* **Written request**: Convert the lines of the entries below into a JSON list of strings, one string per line, leaving out blank lines. Leave the pictures out of your answer.

* **Raw data**:
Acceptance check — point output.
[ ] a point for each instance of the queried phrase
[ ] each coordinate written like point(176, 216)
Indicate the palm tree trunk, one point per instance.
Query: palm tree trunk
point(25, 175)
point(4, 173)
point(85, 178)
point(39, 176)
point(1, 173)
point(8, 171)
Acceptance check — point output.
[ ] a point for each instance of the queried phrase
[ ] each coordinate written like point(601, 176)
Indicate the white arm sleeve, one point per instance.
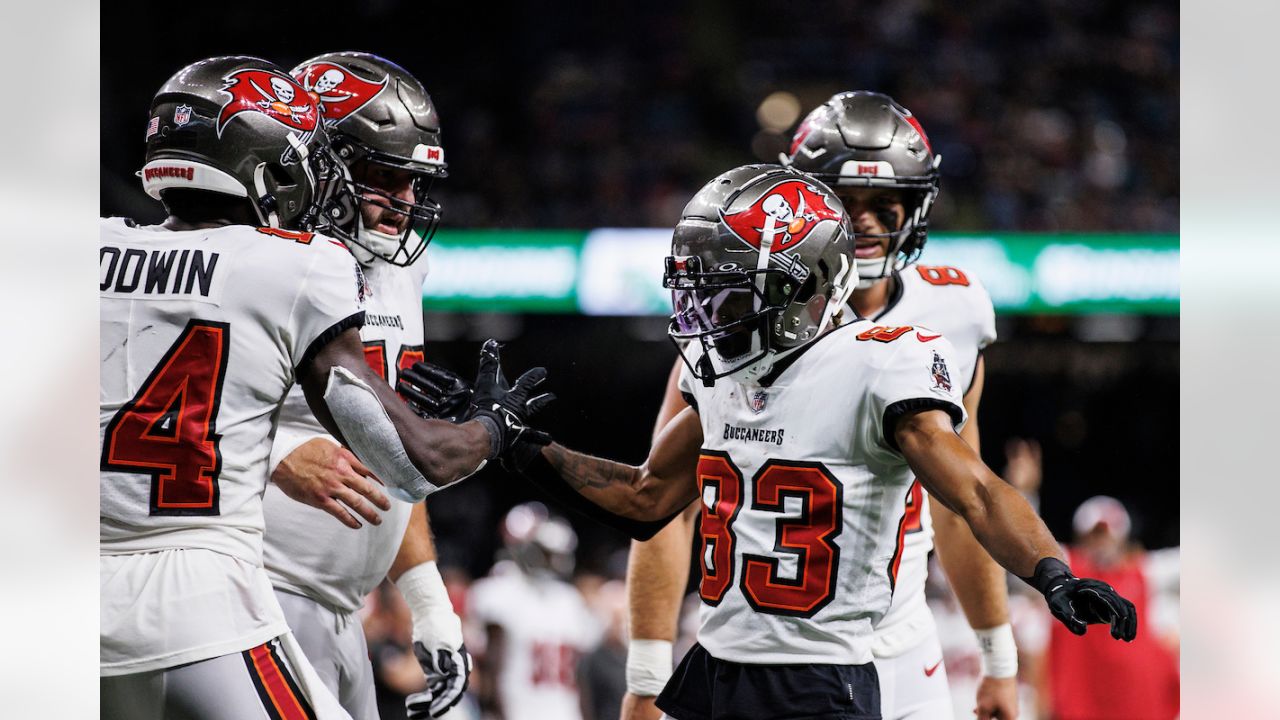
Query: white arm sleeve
point(373, 437)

* **Output**:
[
  "Acceptance check — point output.",
  "[ ] a point for each instance of the queried phrase",
  "[ ] each coordinate written like point(176, 216)",
  "Indicate the palm tree trunk, one point per instance.",
  "Query: palm tree trunk",
  "point(25, 175)",
  "point(4, 173)",
  "point(85, 178)",
  "point(39, 176)",
  "point(1, 173)",
  "point(8, 171)",
  "Acceptance check — point output.",
  "[ ] a point for each instance of the queried phrase",
  "[ ] each coordinate written like point(601, 176)",
  "Indicate the white arm sleeve, one point per instance.",
  "Query: white arm sleeve",
  "point(373, 437)"
]